Dataset records:
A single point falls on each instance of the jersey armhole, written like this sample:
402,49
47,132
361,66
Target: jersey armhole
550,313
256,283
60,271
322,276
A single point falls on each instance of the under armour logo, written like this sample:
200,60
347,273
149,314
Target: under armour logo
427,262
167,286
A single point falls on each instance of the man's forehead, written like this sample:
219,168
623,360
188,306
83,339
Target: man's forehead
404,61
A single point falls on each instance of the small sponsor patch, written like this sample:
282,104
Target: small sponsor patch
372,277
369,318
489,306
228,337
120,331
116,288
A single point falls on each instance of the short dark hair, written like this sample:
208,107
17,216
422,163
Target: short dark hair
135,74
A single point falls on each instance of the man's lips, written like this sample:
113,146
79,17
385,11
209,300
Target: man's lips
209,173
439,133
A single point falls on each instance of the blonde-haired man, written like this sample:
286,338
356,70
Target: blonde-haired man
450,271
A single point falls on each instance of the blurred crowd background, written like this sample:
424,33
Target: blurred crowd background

---

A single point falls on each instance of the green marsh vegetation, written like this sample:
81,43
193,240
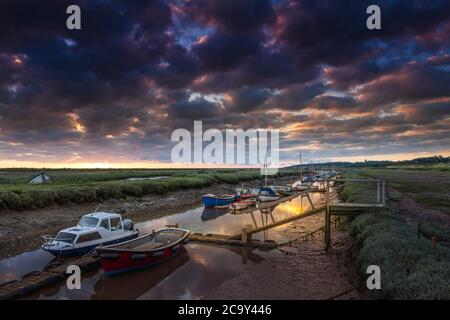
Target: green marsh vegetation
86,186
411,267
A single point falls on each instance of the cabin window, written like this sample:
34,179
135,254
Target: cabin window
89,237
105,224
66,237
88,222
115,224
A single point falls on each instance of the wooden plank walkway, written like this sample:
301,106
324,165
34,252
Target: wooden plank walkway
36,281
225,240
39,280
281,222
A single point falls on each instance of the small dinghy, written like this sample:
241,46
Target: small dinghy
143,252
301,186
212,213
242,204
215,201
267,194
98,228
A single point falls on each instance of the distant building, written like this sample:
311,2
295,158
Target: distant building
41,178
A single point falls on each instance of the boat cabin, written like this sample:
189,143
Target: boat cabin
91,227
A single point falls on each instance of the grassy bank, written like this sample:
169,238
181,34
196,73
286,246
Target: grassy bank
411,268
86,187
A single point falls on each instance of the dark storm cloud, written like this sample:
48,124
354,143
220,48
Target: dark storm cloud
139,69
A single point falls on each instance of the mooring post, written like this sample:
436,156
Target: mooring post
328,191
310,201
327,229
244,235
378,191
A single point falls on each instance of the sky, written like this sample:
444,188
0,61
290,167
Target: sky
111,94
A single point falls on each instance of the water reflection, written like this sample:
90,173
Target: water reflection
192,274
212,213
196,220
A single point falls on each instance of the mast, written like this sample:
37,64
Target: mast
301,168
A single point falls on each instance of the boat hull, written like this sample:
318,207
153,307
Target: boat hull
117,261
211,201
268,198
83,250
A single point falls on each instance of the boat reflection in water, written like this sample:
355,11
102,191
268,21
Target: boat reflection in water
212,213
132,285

---

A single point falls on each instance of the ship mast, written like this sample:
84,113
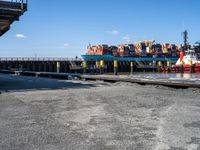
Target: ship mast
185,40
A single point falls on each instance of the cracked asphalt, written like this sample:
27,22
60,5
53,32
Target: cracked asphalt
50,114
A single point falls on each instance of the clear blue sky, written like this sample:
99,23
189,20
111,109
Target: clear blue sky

TASK DIRECTIONS:
Please return every line of the records above that contains the word "clear".

WORKED SOLUTION:
A single point falls on each instance of the clear blue sky, written like this sample:
Target: clear blue sky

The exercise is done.